(Dataset records)
• • • • • • •

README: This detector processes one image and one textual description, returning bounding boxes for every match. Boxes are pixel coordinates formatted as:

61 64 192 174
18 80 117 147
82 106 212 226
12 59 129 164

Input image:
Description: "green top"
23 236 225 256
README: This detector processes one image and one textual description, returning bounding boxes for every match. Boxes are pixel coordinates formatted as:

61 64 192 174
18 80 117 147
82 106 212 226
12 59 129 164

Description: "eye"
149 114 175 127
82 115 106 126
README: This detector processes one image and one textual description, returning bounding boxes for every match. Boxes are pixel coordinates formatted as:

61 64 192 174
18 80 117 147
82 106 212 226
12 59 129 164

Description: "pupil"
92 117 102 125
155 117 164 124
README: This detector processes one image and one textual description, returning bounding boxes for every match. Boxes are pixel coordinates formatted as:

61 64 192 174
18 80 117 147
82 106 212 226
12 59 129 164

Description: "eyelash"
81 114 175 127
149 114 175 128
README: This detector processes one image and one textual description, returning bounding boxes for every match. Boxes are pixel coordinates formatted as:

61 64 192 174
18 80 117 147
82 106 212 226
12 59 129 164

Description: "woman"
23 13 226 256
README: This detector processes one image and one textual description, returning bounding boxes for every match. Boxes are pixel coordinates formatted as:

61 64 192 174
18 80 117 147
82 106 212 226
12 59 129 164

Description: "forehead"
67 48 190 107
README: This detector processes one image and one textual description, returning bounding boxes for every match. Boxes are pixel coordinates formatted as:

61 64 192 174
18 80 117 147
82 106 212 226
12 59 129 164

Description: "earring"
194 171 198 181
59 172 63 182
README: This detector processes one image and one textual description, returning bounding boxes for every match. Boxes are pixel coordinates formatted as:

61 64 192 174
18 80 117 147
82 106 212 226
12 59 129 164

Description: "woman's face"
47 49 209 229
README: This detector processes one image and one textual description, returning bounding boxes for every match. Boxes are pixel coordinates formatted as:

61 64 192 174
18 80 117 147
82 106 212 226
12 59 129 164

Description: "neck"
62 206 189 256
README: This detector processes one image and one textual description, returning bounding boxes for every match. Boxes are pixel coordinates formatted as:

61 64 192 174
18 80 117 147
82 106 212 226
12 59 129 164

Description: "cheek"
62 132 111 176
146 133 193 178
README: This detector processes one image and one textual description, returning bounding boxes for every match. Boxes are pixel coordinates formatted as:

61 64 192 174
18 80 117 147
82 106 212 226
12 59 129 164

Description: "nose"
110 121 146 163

• • • • • • •

* [Aim of the task]:
Convert the records above into a JSON list of strings with one string for each line, and leave out the blank lines.

* [Response to this task]:
[
  "README: This detector processes one image and one textual description, returning bounding boxes for every match. Boxes are pixel coordinates formatted as:",
  "61 64 192 174",
  "18 80 117 147",
  "82 106 212 226",
  "12 59 129 164",
  "Input image:",
  "Description: \"green top\"",
  "23 236 225 256",
  "README: This detector processes one image and one textual description, returning bounding boxes for every match. Boxes are pixel coordinates formatted as:",
  "61 64 192 174",
  "18 80 117 147",
  "82 106 212 226",
  "12 59 129 164",
  "Description: \"eye\"",
  "149 114 175 127",
  "82 115 106 126",
  "README: This detector processes one image and one textual description, returning bounding boxes for every match. Boxes are pixel coordinates formatted as:",
  "61 64 192 174",
  "18 80 117 147",
  "82 106 212 226",
  "12 59 129 164",
  "Description: \"pupil\"",
  "92 117 102 125",
  "155 117 164 124",
  "README: This detector processes one image and one textual description, returning bounding boxes for every match. Boxes are pixel coordinates formatted as:",
  "61 64 192 174",
  "18 80 117 147",
  "82 106 212 226",
  "12 59 129 164",
  "Description: \"eyelash\"",
  "81 114 175 127",
  "149 114 175 128",
  "README: This detector processes one image and one textual description, returning bounding boxes for every match. Boxes are pixel coordinates formatted as:",
  "61 64 192 174",
  "18 80 117 147",
  "82 106 212 226",
  "12 59 129 164",
  "Description: \"woman\"",
  "23 13 226 256",
  "README: This detector processes one image and one textual description, returning bounding boxes for every match. Boxes are pixel coordinates formatted as:",
  "61 64 192 174",
  "18 80 117 147",
  "82 106 212 226",
  "12 59 129 164",
  "Description: \"forehead\"",
  "67 48 190 107",
  "README: This detector processes one image and one textual description, returning bounding boxes for every match. Boxes are pixel coordinates formatted as:",
  "61 64 192 174",
  "18 80 117 147",
  "82 106 212 226",
  "12 59 129 164",
  "Description: \"earring\"",
  "194 171 198 181",
  "59 172 63 182",
  "README: This detector processes one image and one textual description, returning bounding boxes for every match. Boxes are pixel coordinates formatted as:",
  "61 64 192 174",
  "18 80 117 147",
  "82 106 212 226",
  "12 59 129 164",
  "Description: \"woman's face\"",
  "47 49 209 229",
  "README: This detector processes one image and one textual description, returning bounding boxes for every match. Boxes are pixel coordinates formatted as:",
  "61 64 192 174",
  "18 80 117 147",
  "82 106 212 226",
  "12 59 129 164",
  "Description: \"neck\"",
  "62 206 189 256",
  "README: This detector processes one image and one textual description, returning bounding boxes for every match. Boxes are pixel coordinates formatted as:",
  "61 64 192 174",
  "18 80 117 147",
  "82 106 212 226",
  "12 59 129 164",
  "Description: \"cheek\"",
  "62 132 111 176",
  "146 133 193 178",
  "README: This detector processes one image and one textual description, returning bounding boxes for every match. Boxes are pixel coordinates formatted as:",
  "61 64 192 174",
  "18 80 117 147",
  "82 106 212 226",
  "12 59 129 164",
  "Description: \"nose\"",
  "110 121 146 163"
]